--- START OF EXCERPT TO READ ---
Catahoulas tend to be more high strung compared to blackmouth curs. I've had both and my current preference is the catahoula. On the negative side, you have to worry about colors when you breed catahoulas because you have to cull the pups that are born with excessive white because they can be blind or deaf or both. Simple...breed leopard to solid OR leopard to dark leopard. Here are some pictures of most of my dog and other friends' dogs.


----------



## Twobottom

Both breeds sound very interesting but hailing from the big north country I don't think they would fare well with those short coats.


----------



## Tango

Twobottom said:


> Both breeds sound very interesting but hailing from the big north country I don't think they would fare well with those short coats.
--- END OF EXCERPT TO READ ---
--- START OF DATA ROWS ---
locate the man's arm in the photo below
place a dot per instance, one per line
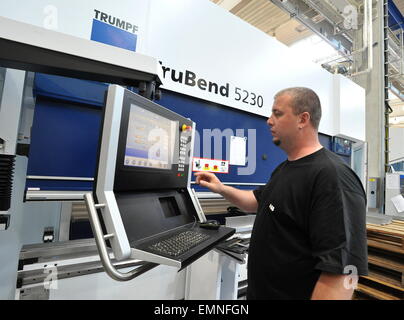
(332, 287)
(243, 199)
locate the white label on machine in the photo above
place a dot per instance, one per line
(238, 150)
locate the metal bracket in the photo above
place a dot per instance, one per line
(102, 248)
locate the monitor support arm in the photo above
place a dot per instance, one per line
(102, 248)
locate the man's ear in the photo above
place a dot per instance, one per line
(304, 119)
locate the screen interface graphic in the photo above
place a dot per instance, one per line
(150, 140)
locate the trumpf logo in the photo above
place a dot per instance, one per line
(116, 22)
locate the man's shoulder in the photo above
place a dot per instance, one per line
(332, 167)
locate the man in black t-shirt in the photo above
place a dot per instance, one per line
(309, 235)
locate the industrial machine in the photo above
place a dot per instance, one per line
(143, 187)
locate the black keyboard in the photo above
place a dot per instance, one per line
(179, 243)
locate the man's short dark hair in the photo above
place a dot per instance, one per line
(304, 100)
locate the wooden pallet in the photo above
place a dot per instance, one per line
(388, 237)
(385, 280)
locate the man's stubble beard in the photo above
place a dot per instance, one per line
(276, 142)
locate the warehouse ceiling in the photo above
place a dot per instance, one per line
(276, 22)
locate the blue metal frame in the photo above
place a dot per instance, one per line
(396, 20)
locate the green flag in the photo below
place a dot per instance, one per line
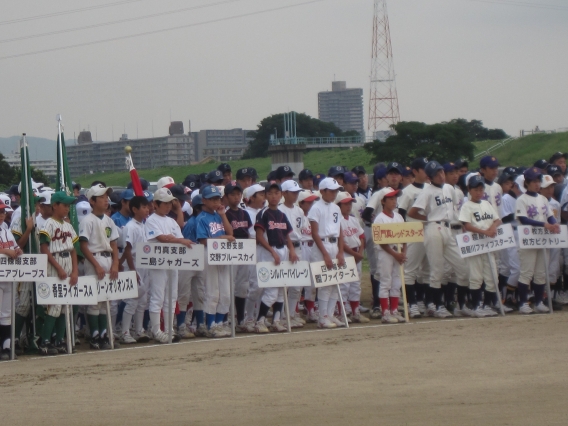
(27, 201)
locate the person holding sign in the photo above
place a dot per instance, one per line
(532, 209)
(325, 218)
(212, 222)
(389, 260)
(272, 235)
(98, 236)
(480, 217)
(57, 239)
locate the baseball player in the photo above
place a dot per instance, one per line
(437, 202)
(98, 236)
(56, 241)
(325, 219)
(532, 209)
(212, 223)
(480, 217)
(416, 268)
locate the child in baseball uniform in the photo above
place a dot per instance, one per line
(479, 217)
(354, 239)
(8, 247)
(212, 223)
(325, 219)
(532, 209)
(97, 236)
(57, 239)
(134, 233)
(272, 235)
(296, 217)
(160, 228)
(437, 203)
(389, 261)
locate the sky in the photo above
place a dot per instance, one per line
(500, 61)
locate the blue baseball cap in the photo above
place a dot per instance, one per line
(488, 161)
(210, 191)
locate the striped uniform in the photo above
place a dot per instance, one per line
(60, 236)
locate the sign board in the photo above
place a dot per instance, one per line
(125, 287)
(238, 252)
(471, 244)
(170, 256)
(398, 233)
(537, 237)
(336, 275)
(53, 291)
(24, 268)
(287, 274)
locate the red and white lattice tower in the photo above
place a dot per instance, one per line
(383, 99)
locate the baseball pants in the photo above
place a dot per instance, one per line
(441, 247)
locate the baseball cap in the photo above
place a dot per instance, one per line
(178, 191)
(541, 164)
(164, 195)
(210, 191)
(358, 170)
(432, 168)
(98, 190)
(224, 167)
(247, 171)
(419, 163)
(232, 186)
(547, 180)
(127, 194)
(166, 182)
(291, 186)
(449, 167)
(62, 197)
(305, 174)
(253, 189)
(476, 181)
(394, 166)
(344, 197)
(329, 183)
(558, 155)
(335, 171)
(350, 177)
(307, 196)
(488, 161)
(284, 171)
(553, 170)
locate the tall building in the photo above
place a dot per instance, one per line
(222, 145)
(176, 149)
(342, 107)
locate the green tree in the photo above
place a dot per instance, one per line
(306, 127)
(441, 141)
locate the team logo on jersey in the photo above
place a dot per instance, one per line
(263, 274)
(43, 290)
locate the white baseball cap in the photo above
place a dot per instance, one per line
(251, 190)
(166, 182)
(329, 183)
(547, 180)
(164, 195)
(291, 186)
(98, 190)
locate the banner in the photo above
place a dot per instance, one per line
(336, 275)
(471, 244)
(223, 252)
(170, 256)
(287, 274)
(53, 291)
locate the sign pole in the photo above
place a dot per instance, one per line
(403, 287)
(547, 280)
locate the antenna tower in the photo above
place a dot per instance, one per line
(383, 99)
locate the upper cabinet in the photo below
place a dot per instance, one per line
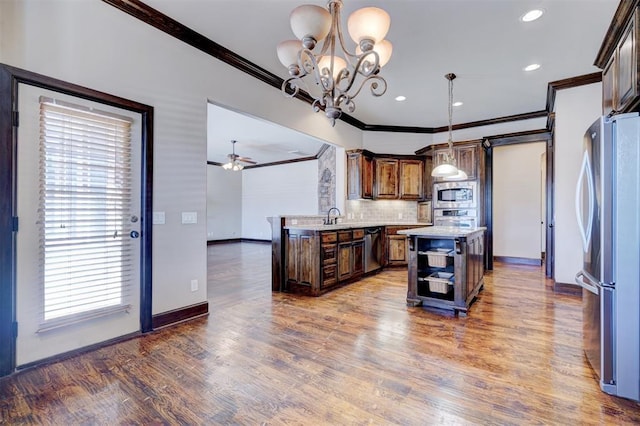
(618, 58)
(411, 179)
(386, 186)
(384, 176)
(360, 175)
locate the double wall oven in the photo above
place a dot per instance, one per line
(455, 204)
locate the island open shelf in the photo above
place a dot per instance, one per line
(446, 267)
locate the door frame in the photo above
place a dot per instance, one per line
(511, 139)
(10, 78)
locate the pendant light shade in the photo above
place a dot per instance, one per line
(460, 175)
(444, 170)
(448, 169)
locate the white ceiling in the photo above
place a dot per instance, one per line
(482, 41)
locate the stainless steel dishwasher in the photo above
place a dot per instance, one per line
(372, 249)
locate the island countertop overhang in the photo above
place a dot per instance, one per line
(442, 231)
--- END OF DATA ROWS ---
**WHAT YOU NEED TO DO**
1 - Pick out every line of the listing that contains the word "island", and copy each one.
2 - Write what comes next in the forum thread comparing catahoulas and blackmouth curs, following on from its final quoted post.

**RESPONSES TO THE EXERCISE**
1 -
locate the island open shelf in the photo above
locate the island countertop overhang in the photo above

2 -
I don't know about being in the extreme weather full time but they are pretty high energy, burning lots of fuel for a day full of working but I dunno about the north country. A Tennessee winter is hardly extreme but my houligans have hardly noticed - they sleep indoors. Both the Black mouth Cur and the Catahoula would be good herd helpers, driving and maybe keeping together - they're fast thinkers, very intelligent and agile. And they would be great property protection in pairs -not alone against coyotes - but they would not be good herd protection, living with the herd, even in the South, imo. They have too much prey drive for small livestock, again just imo. Others experience may be different.


----------



## TedH71

My dog came from a breeder who lives in a very rural area in Colorado that gets tons of snow every year. Her dogs do just fine. They tend to run a lot so they don't exactly stay and shiver.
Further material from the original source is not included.